** Material provided follows **

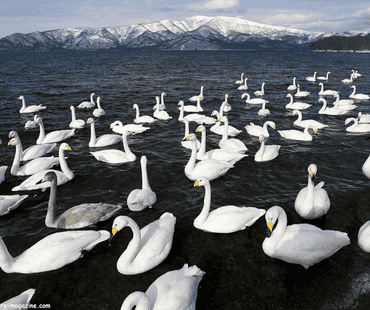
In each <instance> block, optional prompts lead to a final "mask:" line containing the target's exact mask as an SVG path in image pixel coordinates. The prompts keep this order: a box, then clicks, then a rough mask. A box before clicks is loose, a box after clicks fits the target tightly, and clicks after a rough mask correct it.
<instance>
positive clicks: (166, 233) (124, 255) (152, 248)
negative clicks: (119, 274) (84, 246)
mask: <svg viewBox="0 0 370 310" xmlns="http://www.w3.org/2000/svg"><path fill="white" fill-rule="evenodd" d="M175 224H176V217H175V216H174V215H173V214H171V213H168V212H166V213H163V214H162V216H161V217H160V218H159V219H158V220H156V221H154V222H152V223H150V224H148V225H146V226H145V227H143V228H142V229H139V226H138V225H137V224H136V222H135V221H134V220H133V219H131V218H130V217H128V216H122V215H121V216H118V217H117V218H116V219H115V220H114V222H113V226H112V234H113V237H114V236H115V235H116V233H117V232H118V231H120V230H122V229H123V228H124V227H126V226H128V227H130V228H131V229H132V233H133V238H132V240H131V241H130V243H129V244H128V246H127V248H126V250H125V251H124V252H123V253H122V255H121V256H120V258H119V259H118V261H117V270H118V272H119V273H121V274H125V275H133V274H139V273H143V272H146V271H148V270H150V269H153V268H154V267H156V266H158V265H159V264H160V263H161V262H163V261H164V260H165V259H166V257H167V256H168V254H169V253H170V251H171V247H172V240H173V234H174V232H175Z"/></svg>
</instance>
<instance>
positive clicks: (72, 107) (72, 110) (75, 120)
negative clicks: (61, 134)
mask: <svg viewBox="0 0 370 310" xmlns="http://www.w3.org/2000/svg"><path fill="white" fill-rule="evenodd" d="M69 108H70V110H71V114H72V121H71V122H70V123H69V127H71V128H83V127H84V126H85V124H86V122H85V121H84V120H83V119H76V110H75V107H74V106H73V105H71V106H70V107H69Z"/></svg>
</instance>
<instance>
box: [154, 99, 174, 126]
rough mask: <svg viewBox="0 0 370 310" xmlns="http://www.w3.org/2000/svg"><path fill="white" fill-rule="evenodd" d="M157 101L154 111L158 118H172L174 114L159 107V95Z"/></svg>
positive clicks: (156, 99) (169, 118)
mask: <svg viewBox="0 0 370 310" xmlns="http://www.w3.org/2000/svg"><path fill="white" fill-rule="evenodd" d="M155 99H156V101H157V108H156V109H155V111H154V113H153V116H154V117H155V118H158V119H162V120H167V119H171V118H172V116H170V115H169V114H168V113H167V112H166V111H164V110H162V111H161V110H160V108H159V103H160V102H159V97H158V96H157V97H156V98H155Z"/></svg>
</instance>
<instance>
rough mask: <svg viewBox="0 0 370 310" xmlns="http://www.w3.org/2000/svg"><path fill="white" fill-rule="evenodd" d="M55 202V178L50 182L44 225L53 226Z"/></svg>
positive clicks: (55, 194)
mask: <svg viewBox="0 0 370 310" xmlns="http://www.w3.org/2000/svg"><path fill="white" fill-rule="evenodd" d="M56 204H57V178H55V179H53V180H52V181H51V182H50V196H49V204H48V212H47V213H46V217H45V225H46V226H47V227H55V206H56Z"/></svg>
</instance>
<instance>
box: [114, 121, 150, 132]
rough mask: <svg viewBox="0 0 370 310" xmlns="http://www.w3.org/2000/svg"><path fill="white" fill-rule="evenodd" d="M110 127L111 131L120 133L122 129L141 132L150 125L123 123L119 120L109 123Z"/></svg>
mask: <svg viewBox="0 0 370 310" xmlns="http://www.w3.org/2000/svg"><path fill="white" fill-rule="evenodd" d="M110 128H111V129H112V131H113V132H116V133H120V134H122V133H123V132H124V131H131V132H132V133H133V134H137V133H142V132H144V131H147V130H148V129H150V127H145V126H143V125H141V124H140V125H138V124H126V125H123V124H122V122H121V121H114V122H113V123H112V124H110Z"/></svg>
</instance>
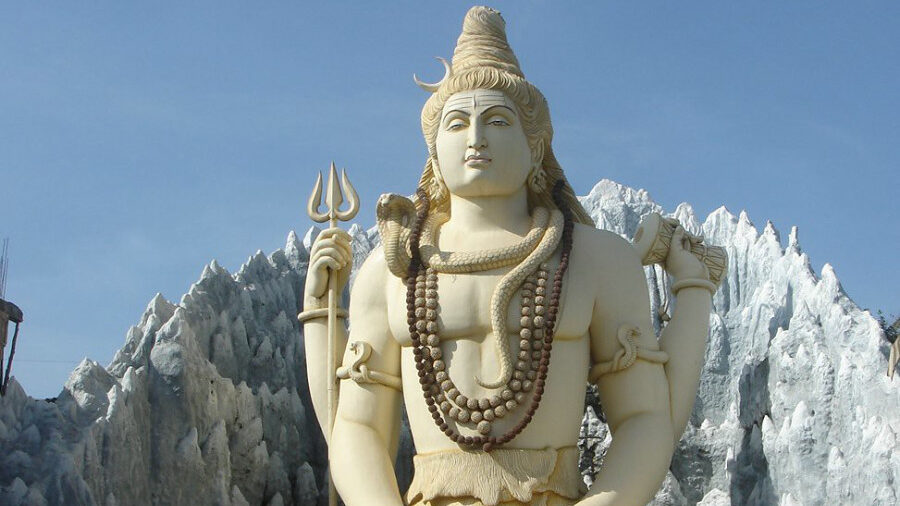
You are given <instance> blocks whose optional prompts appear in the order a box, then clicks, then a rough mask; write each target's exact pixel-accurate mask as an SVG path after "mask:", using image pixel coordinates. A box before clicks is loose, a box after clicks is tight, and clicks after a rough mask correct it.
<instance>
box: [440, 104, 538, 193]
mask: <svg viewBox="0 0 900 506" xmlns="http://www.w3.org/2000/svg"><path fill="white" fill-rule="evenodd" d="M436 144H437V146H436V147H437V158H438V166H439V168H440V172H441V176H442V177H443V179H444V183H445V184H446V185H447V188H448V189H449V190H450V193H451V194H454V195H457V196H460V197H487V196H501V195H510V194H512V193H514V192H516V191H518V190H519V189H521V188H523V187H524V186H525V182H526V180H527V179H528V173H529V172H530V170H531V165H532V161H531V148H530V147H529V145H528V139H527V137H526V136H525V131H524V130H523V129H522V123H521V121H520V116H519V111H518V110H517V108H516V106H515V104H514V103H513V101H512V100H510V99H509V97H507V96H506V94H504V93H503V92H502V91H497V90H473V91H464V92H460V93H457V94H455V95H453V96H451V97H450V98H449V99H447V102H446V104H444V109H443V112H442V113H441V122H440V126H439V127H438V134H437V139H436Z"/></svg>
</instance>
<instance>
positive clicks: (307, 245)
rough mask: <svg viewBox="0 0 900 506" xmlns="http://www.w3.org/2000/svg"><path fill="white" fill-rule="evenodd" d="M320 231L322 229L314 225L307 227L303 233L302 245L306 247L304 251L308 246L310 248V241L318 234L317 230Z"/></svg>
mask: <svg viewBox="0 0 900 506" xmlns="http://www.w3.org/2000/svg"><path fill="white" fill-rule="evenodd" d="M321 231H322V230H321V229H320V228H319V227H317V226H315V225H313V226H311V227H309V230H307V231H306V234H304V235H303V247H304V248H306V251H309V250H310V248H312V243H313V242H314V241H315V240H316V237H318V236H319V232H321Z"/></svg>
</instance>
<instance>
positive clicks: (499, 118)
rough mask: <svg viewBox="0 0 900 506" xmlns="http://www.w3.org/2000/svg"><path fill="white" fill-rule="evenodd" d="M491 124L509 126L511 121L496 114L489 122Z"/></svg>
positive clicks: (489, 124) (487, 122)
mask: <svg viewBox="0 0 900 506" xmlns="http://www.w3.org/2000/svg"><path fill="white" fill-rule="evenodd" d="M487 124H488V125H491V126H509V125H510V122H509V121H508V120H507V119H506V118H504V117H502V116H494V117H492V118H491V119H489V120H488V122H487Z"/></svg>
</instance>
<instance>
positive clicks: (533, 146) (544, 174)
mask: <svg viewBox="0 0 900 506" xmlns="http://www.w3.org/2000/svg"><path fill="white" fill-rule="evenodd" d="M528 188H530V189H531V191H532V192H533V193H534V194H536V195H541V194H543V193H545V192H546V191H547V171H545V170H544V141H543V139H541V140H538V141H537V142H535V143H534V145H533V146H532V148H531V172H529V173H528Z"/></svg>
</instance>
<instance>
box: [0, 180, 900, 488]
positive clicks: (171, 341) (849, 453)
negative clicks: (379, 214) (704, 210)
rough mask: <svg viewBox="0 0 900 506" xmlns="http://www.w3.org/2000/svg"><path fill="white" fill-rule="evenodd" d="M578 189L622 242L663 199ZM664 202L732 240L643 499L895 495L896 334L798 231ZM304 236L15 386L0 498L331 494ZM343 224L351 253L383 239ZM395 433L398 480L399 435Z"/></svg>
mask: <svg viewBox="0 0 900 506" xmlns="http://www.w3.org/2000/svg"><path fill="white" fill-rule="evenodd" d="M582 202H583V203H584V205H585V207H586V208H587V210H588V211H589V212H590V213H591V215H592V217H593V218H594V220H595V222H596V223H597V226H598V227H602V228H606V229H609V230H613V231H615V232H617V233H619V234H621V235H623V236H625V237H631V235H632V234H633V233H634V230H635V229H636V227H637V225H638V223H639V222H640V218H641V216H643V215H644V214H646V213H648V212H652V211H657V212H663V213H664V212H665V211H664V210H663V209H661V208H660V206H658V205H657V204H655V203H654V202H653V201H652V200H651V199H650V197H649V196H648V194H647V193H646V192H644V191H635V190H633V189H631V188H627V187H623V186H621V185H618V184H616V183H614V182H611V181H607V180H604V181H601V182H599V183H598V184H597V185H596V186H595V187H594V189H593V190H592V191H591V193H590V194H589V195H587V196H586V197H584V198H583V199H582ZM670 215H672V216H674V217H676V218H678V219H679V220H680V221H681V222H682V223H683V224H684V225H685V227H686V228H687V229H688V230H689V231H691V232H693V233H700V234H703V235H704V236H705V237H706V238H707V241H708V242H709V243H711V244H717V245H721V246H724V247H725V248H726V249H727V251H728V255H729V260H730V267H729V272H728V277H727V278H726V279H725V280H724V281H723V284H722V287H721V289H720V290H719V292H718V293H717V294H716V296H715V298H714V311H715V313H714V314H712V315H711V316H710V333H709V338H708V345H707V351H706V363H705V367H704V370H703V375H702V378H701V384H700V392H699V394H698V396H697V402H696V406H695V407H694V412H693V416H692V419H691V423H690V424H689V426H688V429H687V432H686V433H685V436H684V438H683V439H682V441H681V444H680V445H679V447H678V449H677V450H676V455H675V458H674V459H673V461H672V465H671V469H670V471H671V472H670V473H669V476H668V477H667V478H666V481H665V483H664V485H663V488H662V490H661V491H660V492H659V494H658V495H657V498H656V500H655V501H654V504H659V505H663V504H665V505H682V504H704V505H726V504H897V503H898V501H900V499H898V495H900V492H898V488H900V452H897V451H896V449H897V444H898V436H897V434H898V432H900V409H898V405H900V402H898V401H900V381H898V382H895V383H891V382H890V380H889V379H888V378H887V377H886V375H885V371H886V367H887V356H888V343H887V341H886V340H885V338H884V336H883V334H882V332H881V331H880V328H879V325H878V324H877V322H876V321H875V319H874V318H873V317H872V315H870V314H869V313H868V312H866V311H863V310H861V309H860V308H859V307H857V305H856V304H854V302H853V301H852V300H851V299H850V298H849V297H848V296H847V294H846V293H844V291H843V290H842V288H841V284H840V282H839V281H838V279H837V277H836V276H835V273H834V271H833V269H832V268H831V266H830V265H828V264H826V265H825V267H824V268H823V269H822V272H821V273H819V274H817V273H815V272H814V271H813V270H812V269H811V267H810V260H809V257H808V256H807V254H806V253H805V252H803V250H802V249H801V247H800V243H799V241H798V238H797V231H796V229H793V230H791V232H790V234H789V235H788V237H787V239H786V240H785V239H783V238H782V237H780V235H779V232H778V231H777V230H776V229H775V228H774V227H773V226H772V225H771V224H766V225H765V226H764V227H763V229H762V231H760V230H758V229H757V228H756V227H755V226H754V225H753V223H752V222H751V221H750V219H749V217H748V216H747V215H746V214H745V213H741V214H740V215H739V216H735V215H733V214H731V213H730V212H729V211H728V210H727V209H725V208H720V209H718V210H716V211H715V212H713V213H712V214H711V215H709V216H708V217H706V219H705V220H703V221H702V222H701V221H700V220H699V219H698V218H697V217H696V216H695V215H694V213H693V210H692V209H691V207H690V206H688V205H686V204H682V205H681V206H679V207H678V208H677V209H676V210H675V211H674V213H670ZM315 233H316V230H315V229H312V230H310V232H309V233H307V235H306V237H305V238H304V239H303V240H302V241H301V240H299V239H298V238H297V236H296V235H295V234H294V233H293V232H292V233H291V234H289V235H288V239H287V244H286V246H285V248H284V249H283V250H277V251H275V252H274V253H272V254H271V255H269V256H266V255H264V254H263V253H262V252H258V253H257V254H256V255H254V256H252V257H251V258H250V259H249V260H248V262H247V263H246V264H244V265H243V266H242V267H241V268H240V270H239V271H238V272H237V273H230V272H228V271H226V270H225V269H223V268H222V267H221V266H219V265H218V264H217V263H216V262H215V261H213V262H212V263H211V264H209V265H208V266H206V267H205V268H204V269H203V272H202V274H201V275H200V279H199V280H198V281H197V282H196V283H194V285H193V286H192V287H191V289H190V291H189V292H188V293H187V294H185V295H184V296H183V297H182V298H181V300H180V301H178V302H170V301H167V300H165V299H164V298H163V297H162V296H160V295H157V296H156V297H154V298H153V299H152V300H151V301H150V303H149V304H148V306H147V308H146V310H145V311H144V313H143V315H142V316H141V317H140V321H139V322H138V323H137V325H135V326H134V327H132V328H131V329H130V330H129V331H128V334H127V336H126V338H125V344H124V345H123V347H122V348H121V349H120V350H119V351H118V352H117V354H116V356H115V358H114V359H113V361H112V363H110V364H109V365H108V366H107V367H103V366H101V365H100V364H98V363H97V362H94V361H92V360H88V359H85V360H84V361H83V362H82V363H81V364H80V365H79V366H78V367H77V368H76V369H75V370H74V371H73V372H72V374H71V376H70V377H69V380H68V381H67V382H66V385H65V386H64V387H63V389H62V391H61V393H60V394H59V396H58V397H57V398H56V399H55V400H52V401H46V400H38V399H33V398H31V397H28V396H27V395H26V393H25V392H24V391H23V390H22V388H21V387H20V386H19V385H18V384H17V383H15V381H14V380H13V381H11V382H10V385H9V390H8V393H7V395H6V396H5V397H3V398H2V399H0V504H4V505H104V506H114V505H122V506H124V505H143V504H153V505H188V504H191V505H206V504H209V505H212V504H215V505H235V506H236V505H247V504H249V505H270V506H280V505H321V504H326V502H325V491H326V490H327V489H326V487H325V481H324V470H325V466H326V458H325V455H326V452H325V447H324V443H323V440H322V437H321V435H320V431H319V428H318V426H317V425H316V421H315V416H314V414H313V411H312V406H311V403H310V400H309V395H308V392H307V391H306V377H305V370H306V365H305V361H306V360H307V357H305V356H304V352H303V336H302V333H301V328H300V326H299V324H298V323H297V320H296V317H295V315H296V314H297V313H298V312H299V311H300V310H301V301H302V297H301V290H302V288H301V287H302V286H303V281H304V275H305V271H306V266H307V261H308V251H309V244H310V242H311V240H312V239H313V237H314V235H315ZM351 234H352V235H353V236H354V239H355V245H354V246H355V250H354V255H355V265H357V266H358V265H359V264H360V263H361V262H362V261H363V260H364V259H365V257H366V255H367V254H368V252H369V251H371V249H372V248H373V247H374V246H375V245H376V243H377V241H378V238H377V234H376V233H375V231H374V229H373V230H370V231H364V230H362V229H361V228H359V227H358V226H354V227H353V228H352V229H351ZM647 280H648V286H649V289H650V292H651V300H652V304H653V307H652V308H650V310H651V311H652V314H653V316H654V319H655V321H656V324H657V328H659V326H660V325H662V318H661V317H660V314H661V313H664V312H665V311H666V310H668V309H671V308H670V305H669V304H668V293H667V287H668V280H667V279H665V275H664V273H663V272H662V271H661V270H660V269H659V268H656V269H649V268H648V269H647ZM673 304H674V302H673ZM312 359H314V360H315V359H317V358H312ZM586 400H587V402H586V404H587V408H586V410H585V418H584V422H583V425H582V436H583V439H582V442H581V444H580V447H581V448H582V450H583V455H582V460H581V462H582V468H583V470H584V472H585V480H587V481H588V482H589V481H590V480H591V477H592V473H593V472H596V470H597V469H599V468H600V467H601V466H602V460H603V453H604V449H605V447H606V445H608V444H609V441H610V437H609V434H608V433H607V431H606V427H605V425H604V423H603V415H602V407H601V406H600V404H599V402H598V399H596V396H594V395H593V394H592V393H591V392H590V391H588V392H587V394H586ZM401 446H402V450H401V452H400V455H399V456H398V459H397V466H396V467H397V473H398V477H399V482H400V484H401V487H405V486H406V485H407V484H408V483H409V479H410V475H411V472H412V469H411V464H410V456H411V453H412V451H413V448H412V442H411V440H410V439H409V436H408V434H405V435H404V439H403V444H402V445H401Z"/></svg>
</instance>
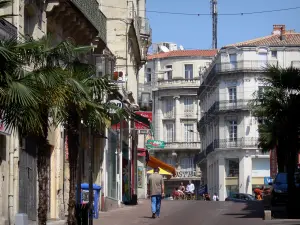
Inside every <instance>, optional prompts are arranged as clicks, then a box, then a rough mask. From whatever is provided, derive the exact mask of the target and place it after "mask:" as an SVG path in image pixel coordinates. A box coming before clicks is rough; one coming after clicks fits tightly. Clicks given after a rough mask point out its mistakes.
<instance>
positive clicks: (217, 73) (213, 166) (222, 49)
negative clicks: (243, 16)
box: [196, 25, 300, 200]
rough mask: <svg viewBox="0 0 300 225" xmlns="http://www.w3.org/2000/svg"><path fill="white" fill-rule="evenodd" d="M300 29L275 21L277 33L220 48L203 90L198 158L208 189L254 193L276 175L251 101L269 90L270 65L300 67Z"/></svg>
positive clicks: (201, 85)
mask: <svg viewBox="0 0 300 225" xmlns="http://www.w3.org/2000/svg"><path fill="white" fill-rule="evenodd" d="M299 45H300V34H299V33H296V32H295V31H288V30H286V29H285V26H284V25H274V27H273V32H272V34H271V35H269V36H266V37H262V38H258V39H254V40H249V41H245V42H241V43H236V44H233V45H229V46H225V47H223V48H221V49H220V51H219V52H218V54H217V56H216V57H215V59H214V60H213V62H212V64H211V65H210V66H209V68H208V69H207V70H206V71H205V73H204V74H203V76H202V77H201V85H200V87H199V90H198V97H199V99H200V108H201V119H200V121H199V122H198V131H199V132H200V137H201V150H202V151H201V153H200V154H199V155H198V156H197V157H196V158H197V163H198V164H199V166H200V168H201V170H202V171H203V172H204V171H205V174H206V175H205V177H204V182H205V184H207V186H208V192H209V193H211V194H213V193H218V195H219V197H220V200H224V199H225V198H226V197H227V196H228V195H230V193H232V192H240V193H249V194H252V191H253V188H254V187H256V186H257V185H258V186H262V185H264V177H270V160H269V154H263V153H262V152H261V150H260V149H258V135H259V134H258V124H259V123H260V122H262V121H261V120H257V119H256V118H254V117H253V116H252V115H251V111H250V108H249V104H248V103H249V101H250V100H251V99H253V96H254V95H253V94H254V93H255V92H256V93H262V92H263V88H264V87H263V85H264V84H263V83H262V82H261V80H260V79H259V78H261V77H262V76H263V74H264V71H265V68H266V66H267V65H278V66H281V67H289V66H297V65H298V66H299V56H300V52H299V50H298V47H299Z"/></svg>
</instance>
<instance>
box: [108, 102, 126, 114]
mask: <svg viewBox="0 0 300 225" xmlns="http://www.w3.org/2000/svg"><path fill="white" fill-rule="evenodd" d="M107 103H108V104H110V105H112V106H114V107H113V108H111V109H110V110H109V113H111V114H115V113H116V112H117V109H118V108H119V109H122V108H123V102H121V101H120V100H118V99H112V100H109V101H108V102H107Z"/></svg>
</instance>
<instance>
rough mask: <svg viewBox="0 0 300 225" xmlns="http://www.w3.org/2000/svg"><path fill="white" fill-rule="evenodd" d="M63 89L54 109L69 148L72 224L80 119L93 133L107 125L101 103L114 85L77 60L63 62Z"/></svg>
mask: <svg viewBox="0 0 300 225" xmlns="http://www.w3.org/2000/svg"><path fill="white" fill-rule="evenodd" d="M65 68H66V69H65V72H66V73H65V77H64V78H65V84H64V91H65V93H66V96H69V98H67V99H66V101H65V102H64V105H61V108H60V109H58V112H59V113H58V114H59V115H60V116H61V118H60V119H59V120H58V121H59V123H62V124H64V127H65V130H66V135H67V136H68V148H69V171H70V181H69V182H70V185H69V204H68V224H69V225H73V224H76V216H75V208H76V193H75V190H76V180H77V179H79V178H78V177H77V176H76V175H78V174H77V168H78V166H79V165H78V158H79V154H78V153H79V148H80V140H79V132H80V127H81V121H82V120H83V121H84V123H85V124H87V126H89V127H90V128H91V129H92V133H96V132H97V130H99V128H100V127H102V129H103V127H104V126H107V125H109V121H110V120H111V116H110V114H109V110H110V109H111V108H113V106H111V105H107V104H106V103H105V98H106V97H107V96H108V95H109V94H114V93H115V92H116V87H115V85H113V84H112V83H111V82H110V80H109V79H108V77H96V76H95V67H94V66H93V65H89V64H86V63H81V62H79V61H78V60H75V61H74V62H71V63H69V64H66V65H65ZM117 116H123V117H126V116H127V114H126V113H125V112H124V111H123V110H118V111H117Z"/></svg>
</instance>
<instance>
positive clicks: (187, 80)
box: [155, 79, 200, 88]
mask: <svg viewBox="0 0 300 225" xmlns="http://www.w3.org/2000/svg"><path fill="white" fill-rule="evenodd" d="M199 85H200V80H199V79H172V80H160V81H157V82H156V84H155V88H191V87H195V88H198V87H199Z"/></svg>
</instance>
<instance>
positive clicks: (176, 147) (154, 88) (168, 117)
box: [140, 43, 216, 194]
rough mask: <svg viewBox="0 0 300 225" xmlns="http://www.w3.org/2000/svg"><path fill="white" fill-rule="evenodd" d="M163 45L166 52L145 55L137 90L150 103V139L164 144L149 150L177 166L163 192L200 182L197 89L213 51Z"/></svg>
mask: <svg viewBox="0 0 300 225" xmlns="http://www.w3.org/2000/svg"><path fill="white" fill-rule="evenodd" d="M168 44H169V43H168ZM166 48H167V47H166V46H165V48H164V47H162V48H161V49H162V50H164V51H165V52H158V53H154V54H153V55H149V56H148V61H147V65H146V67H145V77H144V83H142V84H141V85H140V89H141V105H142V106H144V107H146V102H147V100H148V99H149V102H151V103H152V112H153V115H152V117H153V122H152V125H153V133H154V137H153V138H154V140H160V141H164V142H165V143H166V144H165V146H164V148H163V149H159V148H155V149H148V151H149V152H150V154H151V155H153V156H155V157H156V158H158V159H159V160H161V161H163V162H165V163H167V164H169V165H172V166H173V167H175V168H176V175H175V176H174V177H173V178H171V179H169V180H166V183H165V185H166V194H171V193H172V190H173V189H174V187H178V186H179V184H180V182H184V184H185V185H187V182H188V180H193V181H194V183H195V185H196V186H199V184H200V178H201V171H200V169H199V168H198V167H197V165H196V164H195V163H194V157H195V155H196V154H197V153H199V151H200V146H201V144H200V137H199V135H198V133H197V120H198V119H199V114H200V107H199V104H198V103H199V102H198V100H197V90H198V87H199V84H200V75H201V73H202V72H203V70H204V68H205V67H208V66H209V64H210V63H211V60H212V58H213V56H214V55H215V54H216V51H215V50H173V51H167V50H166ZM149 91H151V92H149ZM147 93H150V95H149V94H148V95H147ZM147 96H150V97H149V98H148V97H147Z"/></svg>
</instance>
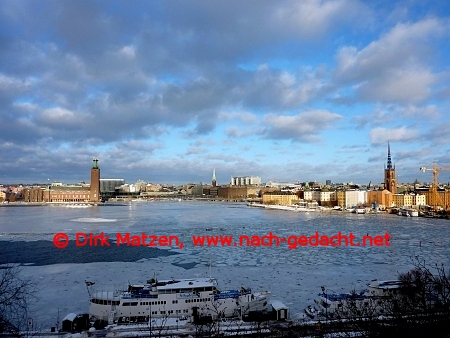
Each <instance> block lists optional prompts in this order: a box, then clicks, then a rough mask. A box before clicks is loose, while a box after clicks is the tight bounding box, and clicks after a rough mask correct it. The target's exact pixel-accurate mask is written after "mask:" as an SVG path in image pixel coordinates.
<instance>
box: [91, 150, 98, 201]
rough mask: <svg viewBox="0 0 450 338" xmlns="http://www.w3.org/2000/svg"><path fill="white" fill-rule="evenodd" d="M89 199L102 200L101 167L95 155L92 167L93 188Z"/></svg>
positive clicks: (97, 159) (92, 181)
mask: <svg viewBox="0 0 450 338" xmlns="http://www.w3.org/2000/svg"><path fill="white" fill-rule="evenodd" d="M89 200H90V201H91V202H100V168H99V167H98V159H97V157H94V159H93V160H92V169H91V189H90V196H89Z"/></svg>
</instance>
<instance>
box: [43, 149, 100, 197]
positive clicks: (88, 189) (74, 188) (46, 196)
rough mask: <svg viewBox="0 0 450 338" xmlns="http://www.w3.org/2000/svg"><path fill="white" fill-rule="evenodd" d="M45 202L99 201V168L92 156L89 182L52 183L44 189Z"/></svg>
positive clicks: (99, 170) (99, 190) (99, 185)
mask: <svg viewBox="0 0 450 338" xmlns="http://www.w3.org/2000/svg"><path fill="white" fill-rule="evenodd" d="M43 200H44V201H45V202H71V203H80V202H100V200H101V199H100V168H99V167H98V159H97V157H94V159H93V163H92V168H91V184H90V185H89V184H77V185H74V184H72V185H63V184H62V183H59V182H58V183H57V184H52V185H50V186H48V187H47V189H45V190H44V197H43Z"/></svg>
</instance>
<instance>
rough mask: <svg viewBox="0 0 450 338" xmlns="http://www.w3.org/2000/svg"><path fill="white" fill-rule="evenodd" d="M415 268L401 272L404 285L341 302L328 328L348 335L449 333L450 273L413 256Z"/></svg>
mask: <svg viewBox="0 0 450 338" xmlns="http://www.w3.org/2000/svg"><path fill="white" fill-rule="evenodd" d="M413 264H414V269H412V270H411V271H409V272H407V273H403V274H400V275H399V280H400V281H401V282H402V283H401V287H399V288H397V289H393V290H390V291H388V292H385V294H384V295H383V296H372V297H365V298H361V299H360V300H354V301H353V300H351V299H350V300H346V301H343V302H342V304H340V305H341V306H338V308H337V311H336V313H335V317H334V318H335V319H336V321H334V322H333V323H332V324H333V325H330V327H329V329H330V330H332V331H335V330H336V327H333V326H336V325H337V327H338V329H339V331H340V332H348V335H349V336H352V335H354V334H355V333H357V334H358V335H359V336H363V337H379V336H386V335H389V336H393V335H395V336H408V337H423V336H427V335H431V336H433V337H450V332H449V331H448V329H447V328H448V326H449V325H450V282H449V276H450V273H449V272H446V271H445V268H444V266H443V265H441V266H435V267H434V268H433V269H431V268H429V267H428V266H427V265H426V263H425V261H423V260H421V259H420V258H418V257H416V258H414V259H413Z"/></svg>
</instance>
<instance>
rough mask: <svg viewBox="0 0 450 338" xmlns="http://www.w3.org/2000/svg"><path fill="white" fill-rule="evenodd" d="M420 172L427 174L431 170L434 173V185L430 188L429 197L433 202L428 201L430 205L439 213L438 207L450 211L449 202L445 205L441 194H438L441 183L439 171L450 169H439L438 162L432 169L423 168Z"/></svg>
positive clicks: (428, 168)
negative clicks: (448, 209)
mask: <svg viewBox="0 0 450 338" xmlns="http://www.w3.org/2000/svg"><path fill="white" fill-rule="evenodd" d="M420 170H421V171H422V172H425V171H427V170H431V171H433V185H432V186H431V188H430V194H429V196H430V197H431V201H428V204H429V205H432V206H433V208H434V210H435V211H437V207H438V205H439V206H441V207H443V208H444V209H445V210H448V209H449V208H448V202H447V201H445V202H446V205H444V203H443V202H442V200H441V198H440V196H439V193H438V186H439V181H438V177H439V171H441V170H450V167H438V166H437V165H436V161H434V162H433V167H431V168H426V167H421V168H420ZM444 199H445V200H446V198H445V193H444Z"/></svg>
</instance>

** End of Material provided **

What this task involves> Produce only the lines from the line containing "positive clicks: (489, 124) (487, 122)" through the line containing "positive clicks: (171, 341) (849, 453)", inclusive of both, exactly as they stand in the entries above.

Result>
positive clicks: (489, 124) (487, 122)
mask: <svg viewBox="0 0 900 506" xmlns="http://www.w3.org/2000/svg"><path fill="white" fill-rule="evenodd" d="M487 124H488V125H491V126H509V125H510V122H509V121H508V120H507V119H506V118H504V117H502V116H494V117H492V118H491V119H489V120H488V122H487Z"/></svg>
</instance>
<instance>
positive clicks: (533, 146) (544, 174)
mask: <svg viewBox="0 0 900 506" xmlns="http://www.w3.org/2000/svg"><path fill="white" fill-rule="evenodd" d="M528 188H530V189H531V191H532V192H533V193H534V194H536V195H541V194H543V193H545V192H546V191H547V171H545V170H544V141H543V139H541V140H538V141H537V142H535V143H534V145H533V146H532V148H531V172H529V173H528Z"/></svg>
</instance>
<instance>
box: [0, 180, 900, 488]
positive clicks: (171, 341) (849, 453)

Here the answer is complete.